- Work to complete -
Starting at the line with "# point: green leaf" in it, reproduce each line below through the last one, exactly, and include nothing else.

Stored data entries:

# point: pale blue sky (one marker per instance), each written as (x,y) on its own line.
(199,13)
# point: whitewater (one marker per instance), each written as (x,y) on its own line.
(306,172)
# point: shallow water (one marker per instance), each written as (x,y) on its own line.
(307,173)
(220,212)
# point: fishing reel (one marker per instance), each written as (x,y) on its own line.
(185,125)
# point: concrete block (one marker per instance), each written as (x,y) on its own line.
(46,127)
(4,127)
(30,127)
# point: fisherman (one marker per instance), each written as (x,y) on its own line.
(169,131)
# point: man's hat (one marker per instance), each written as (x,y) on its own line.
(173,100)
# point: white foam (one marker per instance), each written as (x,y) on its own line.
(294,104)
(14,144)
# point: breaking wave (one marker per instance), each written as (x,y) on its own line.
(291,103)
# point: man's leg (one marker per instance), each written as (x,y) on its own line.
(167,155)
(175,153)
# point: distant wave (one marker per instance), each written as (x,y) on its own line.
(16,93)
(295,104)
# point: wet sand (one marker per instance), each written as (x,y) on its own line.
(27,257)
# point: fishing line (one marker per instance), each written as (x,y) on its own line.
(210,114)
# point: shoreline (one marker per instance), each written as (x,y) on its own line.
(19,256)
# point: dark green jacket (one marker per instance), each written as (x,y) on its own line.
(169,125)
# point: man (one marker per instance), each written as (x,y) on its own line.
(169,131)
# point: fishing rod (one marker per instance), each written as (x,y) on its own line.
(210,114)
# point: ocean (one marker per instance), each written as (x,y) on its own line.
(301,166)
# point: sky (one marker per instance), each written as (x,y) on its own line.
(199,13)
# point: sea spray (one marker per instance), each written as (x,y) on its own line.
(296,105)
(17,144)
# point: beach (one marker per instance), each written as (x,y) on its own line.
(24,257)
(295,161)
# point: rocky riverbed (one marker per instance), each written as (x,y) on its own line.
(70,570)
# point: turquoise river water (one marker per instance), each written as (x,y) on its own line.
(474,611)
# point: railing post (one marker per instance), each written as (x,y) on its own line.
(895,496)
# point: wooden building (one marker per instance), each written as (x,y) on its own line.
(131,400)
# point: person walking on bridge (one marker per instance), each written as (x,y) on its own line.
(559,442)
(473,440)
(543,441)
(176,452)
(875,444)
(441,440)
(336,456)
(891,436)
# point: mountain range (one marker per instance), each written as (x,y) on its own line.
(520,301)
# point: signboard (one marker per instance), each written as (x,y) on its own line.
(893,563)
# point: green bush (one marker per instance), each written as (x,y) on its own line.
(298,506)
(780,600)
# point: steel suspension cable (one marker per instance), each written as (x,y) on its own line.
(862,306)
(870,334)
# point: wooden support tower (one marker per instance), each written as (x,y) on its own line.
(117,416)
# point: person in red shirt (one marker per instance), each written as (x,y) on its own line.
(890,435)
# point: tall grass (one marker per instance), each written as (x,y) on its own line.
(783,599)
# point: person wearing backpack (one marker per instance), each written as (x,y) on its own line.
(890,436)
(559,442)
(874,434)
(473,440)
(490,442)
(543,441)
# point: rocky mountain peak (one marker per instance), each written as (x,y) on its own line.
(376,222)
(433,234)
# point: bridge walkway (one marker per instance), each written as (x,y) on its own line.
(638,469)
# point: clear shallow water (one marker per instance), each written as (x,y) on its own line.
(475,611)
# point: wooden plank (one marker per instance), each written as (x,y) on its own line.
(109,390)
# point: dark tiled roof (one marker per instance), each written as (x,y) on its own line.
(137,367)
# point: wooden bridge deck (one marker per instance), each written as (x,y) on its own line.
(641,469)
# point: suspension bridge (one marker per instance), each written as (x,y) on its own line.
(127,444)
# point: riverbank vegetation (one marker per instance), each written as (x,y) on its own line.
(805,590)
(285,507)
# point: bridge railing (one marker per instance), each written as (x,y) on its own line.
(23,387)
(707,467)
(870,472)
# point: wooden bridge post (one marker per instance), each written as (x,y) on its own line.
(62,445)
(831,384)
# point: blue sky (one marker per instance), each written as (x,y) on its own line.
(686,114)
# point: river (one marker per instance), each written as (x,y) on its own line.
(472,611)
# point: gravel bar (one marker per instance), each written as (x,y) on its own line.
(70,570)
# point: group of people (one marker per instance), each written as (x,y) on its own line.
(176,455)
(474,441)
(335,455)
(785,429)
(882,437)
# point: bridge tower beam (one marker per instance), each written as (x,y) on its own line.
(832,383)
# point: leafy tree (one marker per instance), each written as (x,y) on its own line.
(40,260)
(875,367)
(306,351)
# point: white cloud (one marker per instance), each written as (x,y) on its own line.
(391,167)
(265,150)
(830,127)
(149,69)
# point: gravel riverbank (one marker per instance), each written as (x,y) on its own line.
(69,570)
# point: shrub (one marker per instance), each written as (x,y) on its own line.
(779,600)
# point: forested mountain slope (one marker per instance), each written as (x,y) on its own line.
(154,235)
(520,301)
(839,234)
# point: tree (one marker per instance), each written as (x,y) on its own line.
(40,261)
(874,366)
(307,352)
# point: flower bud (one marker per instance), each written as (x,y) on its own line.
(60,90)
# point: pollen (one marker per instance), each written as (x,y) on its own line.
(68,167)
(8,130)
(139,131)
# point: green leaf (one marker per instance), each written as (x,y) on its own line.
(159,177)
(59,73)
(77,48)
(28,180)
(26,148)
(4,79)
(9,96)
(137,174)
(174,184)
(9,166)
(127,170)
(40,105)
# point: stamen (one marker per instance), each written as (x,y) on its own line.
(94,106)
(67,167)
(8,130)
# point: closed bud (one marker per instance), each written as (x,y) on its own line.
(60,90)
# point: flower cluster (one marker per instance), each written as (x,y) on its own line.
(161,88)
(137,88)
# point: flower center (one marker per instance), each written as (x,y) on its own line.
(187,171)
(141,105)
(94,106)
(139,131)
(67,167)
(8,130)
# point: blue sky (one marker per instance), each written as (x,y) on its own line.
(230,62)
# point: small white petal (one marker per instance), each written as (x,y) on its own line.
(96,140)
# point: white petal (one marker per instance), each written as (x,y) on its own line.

- Task answer -
# point: green leaf (one marker per instance), each written as (x,y) on its own line.
(159,177)
(59,73)
(77,48)
(28,180)
(26,148)
(4,79)
(9,96)
(137,174)
(174,184)
(9,166)
(127,170)
(40,105)
# point: stamen (one marker per instance), each written as (x,y) on its own line.
(94,106)
(67,167)
(8,130)
# point: closed bud (one marker per instance), each written as (x,y) on its own line.
(60,90)
# point: flower cluster (one marker per instance), each written as (x,y) on its own line.
(161,88)
(137,88)
# point: flower center (one marker per instance), each written as (x,y) on its own line.
(187,171)
(141,105)
(94,106)
(139,131)
(67,167)
(8,130)
# point: blue sky (one marker per instance), each written as (x,y) on its own line.
(230,62)
# point: small white petal (one marker per instance), each written as (x,y) on its own line.
(96,140)
# point: white petal (one marker per instance), each written as (x,y) on its own line.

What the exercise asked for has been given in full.